- _Source passage_
┌──

The secret life of Two Rivers
On the bulletin board outside the fire information trailer in Two Rivers Park is a hand-lettered message, in crayon, from Nick.
“Fier man rock and thank you for saving my home. Love Nick.”
Messages of gratitude and support have poured in to fire camp in Two Rivers Park, where more than 600 firefighters from across the country are bivouacked while they tackle the Coal Seam Fire in the surrounding hills.
In an afternoon, this tent-town sprang up on the green lawns where people usually gather on Wednesday evenings to hear jazz, or bikers and walkers promenade on the path that rings the park overlooking the Colorado River.
Ranged around the sea of tents in the middle of the park are legions of trailers large and small, providing meals, showers and clerical support.
Friday evening, tired firefighters lounged in the open doors of their tiny dome tents, tending to sore feet or calling home on a cell phone.
Stewart Richter, of Darby, Mont., clad in the maroon T-shirt of the Bitterroot Hot Shots, spent the day in Division E on the southwest corner of the fire.
“We lined a big section of fire,” he said, speaking of building fire line in South Canyon.
Richter, who arrived with his crew of 20 on Monday, has spent most of his time in Division E.
He pronounced camp life, “OK,” but said he likes a smaller camp.
His tent sits cheek-by-jowl beside the tents of the other 20 Bitterroot Hot Shots, on the north end of the park.
“It’s nice sleeping in a warm place at night,” he added.
Richter, like all the firefighters on the Coal Seam Fire, works an average of 15 hours a day, from 5:30 a.m. to 9:00 p.m. He’ll put in a 14-day shift, then take a mandatory two days off.
“We normally don’t get in before dark,” he said, noting that Friday was an exception.
At the northwest end of the park, close to the kiddie playground, a half dozen massage therapists set up their tables and chairs. They did a booming business Friday evening, judging by the line of firefighters who waited for their chance to have aching muscles eased.
Alexander Smith, of Eugene, Ore., sat atop a picnic table smoking the tail end of what looked like a hand-rolled cigarette.
Friday he put out small hot spots – burning tree roots – on the north end of the fire in Division H.
“We took a couple of trees down,” he said.

└──

- _Data under study_

┌──

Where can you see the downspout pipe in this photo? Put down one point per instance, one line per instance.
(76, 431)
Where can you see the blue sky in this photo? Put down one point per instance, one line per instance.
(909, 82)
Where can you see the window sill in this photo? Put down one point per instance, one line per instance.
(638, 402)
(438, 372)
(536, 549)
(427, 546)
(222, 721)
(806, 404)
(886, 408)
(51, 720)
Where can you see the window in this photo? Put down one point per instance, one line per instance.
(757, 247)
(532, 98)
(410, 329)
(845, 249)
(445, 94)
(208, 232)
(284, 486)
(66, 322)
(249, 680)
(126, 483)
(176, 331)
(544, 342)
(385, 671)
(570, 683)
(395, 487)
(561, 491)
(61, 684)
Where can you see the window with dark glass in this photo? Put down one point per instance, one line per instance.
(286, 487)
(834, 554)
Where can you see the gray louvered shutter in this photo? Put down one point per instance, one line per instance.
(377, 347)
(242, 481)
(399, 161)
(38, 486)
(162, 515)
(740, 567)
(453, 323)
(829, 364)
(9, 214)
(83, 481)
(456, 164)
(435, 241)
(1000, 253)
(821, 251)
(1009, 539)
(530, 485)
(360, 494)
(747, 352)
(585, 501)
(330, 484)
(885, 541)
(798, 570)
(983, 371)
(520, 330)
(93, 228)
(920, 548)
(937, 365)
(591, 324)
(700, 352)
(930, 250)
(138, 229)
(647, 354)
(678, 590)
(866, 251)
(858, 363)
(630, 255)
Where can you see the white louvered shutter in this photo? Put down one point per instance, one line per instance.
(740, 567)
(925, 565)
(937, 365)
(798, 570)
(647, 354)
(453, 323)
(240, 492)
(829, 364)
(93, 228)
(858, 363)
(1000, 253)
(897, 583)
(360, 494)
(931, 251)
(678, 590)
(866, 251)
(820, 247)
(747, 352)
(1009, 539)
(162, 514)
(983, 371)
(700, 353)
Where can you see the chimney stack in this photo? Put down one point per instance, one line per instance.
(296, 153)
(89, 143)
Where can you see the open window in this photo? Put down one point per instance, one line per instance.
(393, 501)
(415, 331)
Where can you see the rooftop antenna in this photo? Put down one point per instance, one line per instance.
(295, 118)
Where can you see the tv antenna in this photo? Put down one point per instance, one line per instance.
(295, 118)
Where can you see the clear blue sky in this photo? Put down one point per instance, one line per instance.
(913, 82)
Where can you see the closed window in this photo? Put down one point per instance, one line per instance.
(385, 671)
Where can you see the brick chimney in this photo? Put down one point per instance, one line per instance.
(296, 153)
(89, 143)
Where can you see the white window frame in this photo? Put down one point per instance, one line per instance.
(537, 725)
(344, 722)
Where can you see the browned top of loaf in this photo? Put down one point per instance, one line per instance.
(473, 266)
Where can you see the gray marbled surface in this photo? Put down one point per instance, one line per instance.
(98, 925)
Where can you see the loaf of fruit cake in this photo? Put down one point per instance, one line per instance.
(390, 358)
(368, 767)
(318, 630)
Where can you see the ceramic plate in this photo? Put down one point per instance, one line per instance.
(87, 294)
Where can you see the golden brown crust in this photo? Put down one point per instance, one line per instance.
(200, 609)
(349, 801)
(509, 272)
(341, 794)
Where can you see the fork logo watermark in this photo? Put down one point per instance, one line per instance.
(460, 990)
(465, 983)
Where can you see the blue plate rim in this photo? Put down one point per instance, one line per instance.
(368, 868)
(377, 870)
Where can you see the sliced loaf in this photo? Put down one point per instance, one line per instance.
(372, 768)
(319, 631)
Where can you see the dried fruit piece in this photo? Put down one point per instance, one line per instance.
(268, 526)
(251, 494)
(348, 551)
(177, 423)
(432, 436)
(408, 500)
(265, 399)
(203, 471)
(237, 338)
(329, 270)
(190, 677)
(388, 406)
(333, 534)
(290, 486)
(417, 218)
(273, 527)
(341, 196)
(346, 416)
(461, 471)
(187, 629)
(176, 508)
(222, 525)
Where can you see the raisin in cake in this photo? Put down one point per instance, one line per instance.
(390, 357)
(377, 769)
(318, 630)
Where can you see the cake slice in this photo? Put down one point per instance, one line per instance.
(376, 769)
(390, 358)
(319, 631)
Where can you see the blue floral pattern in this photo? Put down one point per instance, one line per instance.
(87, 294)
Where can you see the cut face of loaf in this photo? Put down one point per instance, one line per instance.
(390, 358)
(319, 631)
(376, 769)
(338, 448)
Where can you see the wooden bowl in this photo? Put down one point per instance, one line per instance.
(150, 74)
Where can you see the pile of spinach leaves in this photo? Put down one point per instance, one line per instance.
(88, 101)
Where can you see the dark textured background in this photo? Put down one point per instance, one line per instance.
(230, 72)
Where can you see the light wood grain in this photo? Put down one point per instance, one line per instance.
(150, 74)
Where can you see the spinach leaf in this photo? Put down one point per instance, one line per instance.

└──

- _Task requirements_
Translate this sentence from the fire camp article into Spanish: "Friday evening, tired firefighters lounged in the open doors of their tiny dome tents, tending to sore feet or calling home on a cell phone."

- _Answer to the exercise_
El viernes por la tarde, los bomberos cansados descansaban en las entradas abiertas de sus diminutas tiendas tipo iglú, atendiéndose los pies adoloridos o llamando a casa por teléfono celular.